=== Work required ===
Read the records and write them out again exactly.

=== Location labeling records ===
────────────────
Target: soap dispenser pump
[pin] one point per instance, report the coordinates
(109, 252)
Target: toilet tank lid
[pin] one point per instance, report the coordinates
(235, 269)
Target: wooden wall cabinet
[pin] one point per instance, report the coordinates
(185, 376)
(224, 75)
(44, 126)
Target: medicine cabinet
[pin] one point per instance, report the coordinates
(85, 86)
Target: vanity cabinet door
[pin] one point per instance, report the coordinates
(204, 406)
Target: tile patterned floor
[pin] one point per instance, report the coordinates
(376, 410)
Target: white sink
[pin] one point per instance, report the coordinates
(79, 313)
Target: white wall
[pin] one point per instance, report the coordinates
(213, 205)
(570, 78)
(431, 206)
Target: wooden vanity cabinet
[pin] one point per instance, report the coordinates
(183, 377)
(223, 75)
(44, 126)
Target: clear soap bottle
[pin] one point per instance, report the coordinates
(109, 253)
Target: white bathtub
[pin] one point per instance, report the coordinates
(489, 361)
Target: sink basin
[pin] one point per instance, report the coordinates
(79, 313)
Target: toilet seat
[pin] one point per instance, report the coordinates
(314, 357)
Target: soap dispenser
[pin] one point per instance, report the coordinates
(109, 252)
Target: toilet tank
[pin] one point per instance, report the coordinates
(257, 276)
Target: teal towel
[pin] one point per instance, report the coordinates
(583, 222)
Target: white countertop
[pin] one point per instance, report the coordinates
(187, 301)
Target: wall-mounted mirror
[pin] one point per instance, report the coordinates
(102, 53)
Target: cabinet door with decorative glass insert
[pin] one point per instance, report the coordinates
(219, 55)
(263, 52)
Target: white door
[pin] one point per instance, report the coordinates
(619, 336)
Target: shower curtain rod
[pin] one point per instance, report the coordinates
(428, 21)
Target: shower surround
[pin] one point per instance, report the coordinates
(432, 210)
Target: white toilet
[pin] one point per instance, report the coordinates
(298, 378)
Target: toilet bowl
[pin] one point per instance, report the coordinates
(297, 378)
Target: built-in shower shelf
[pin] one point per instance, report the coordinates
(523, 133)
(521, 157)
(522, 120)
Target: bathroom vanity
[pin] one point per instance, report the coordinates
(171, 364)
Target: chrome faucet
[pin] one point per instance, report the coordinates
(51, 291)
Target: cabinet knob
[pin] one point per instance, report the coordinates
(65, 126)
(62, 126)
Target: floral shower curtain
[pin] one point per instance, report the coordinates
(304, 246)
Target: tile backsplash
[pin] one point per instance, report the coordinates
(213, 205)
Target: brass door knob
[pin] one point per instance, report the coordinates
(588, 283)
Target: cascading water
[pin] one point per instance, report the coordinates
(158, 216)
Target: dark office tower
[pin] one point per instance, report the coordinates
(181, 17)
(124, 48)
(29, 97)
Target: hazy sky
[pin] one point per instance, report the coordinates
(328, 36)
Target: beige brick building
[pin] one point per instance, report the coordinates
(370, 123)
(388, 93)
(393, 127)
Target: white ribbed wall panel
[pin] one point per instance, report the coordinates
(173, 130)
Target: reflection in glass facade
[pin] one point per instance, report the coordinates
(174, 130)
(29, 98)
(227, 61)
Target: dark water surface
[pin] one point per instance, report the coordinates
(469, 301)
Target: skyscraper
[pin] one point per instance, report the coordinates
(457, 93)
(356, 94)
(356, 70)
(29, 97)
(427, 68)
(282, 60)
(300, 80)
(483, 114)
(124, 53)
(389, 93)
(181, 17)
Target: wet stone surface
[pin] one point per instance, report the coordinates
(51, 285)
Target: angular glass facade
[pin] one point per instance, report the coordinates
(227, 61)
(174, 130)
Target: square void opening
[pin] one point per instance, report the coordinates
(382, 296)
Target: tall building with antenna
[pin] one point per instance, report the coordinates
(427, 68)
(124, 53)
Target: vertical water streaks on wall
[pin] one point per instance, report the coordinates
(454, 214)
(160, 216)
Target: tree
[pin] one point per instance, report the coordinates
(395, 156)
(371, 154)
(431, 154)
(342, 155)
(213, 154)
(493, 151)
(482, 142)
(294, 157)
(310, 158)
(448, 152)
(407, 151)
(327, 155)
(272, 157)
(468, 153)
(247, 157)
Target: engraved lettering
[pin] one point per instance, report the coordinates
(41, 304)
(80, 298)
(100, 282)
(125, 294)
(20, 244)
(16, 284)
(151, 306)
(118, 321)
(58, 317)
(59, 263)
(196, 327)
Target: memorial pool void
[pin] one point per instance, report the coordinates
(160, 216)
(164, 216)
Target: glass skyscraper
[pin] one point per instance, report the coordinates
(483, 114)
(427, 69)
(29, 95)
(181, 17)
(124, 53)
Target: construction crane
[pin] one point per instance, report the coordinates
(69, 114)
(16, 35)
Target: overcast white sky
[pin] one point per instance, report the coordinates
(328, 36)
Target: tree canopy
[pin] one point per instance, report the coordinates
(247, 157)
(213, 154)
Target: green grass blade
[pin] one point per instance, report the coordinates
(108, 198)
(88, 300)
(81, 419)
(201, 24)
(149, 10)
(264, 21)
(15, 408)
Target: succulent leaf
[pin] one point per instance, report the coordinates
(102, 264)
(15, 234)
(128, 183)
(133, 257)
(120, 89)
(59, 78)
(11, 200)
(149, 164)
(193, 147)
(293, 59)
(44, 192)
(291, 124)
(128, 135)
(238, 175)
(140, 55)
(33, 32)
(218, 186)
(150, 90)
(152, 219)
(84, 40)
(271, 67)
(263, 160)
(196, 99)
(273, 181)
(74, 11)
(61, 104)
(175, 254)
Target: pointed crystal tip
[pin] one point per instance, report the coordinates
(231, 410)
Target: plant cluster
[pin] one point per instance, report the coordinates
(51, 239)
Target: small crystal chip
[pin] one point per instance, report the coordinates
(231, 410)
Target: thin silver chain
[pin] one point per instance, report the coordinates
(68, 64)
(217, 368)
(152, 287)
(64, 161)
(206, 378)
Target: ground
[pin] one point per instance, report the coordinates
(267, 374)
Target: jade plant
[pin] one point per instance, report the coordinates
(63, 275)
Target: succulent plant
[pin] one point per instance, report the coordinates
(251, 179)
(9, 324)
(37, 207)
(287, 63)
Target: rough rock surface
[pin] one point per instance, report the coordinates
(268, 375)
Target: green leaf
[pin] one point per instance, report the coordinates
────────────────
=== Response ===
Target: soap dispenser pump
[pin] one point per instance, report the coordinates
(109, 252)
Target: toilet tank lid
[pin] one point per instance, report the coordinates
(235, 269)
Target: wooden wall cabinet
[pin] one point per instance, report the coordinates
(185, 376)
(224, 75)
(44, 126)
Target: medicine cabinet
[pin] one point per instance, report the coordinates
(85, 86)
Target: vanity cabinet door
[pin] one point per instance, report the coordinates
(204, 406)
Target: tile patterned floor
[pin] one point per instance, report the coordinates
(376, 410)
Target: white sink
[pin] one point per instance, report the coordinates
(79, 313)
Target: white wall
[pin] one point per instance, report the coordinates
(213, 205)
(570, 78)
(431, 206)
Target: wooden vanity cabinet
[pin] one point per instance, report the coordinates
(183, 377)
(223, 75)
(44, 126)
Target: clear soap bottle
[pin] one point per instance, report the coordinates
(109, 253)
Target: white bathtub
[pin] one point per instance, report the coordinates
(489, 361)
Target: sink basin
[pin] one point per instance, report the coordinates
(79, 313)
Target: toilet seat
[pin] one point per instance, report the coordinates
(314, 357)
Target: soap dispenser
[pin] one point per instance, report the coordinates
(109, 252)
Target: toilet tank
[pin] one point per instance, report the coordinates
(257, 276)
Target: teal towel
[pin] one point per instance, report the coordinates
(583, 222)
Target: white countertop
[pin] one point per instance, report the coordinates
(187, 301)
Target: wall-mounted mirror
[pin] one point per instance, report the coordinates
(102, 53)
Target: cabinet door with decorative glass insert
[pin] one point per instance, report the coordinates
(219, 55)
(263, 52)
Target: white door
[pin] one point per instance, report the coordinates
(619, 336)
Target: shower curtain rod
[pin] one point per instance, report the coordinates
(428, 21)
Target: shower surround
[pin] one point per instance, report the coordinates
(432, 210)
Target: white toilet
[pin] one point per instance, report the coordinates
(298, 378)
Target: toilet bowl
[pin] one point per instance, report the coordinates
(297, 378)
Target: built-in shower shelf
[pin] one point per instance, report the coordinates
(523, 133)
(521, 157)
(522, 120)
Target: bathroom vanity
[pin] one point per instance, report the coordinates
(171, 364)
Target: chrome faucet
[pin] one point per instance, report the coordinates
(51, 291)
Target: cabinet knob
[pin] one point per instance, report the coordinates
(65, 126)
(62, 126)
Target: floral shower curtain
[pin] one point per instance, report the coordinates
(304, 246)
Target: tile backsplash
[pin] one point per instance, report the coordinates
(213, 205)
Target: brass door knob
[pin] one point per instance, report the coordinates
(588, 283)
Target: cascading water
[pin] one point per instance, report the coordinates
(158, 216)
Target: dark office tower
[pin] one point per instance, report the coordinates
(181, 17)
(124, 48)
(29, 97)
Target: hazy sky
[pin] one point per instance, report the coordinates
(328, 36)
Target: beige brick building
[pin] one point per instance, report the coordinates
(370, 123)
(388, 93)
(393, 127)
Target: white ribbed wall panel
[pin] one point per instance, report the coordinates
(173, 130)
Target: reflection in glass facade
[pin] one point per instance, report the coordinates
(174, 130)
(29, 98)
(227, 61)
Target: dark water surface
[pin] one point per instance, report the coordinates
(469, 301)
Target: skyscraper
[pin] one point per instance, report the coordinates
(457, 93)
(356, 94)
(356, 70)
(29, 97)
(427, 68)
(282, 60)
(300, 80)
(483, 114)
(124, 53)
(389, 93)
(181, 17)
Target: wet stone surface
[pin] one point per instance, report the coordinates
(51, 285)
Target: angular glass facade
[pin] one point per instance, report the coordinates
(227, 61)
(174, 130)
Target: square void opening
[pin] one point per instance, report the coordinates
(382, 296)
Target: tall building with antenna
[pin] one point per instance, report the coordinates
(427, 68)
(124, 53)
Target: vertical water streaks on wall
[pin] one point per instance, report the coordinates
(454, 214)
(160, 216)
Target: tree
[pin] one point per instance, report the coordinates
(395, 156)
(371, 154)
(431, 154)
(342, 155)
(213, 154)
(493, 151)
(482, 142)
(294, 157)
(310, 158)
(448, 152)
(407, 151)
(327, 155)
(272, 157)
(468, 153)
(247, 157)
Target: engraved lettering
[pin] one point per instance, report the coordinates
(41, 304)
(80, 298)
(100, 282)
(125, 294)
(20, 244)
(16, 284)
(151, 306)
(118, 321)
(58, 317)
(59, 263)
(196, 327)
Target: memorial pool void
[pin] one point per instance, report the coordinates
(160, 216)
(164, 216)
Target: glass skyscraper
[pin] one point per instance, report the coordinates
(483, 114)
(427, 69)
(29, 95)
(181, 17)
(124, 53)
Target: construction crane
[pin] one point per instance, report the coordinates
(69, 114)
(16, 35)
Target: overcast white sky
[pin] one point per instance, report the coordinates
(328, 36)
Target: tree canopy
[pin] one point per instance, report the coordinates
(247, 157)
(213, 154)
Target: green grass blade
[pin] one point per instance, report the coordinates
(108, 198)
(88, 300)
(81, 419)
(201, 24)
(149, 10)
(264, 21)
(15, 408)
Target: succulent leaf
[pin] one point per instance, report the coordinates
(102, 264)
(15, 234)
(128, 183)
(133, 257)
(120, 89)
(59, 78)
(11, 200)
(149, 164)
(193, 147)
(293, 59)
(44, 192)
(291, 124)
(128, 135)
(238, 175)
(140, 55)
(33, 32)
(218, 186)
(150, 90)
(152, 219)
(84, 40)
(271, 67)
(263, 160)
(196, 99)
(273, 181)
(74, 11)
(61, 104)
(175, 254)
Target: pointed crystal tip
[pin] one point per instance, report the coordinates
(231, 410)
Target: plant cluster
[pin] one point per instance, report the coordinates
(51, 239)
Target: small crystal chip
[pin] one point per instance, report the coordinates
(231, 410)
Target: thin silver chain
[pin] one point per instance, report the coordinates
(68, 64)
(217, 368)
(152, 287)
(64, 161)
(206, 378)
Target: ground
[pin] one point per instance, report the coordinates
(267, 374)
Target: jade plant
[pin] one point per instance, report the coordinates
(63, 275)
Target: succulent plant
[pin] one point per instance, report the coordinates
(251, 179)
(9, 324)
(37, 207)
(287, 63)
Target: rough rock surface
[pin] one point per instance, report the coordinates
(268, 375)
Target: green leaf
[pin] one point per instance, report the coordinates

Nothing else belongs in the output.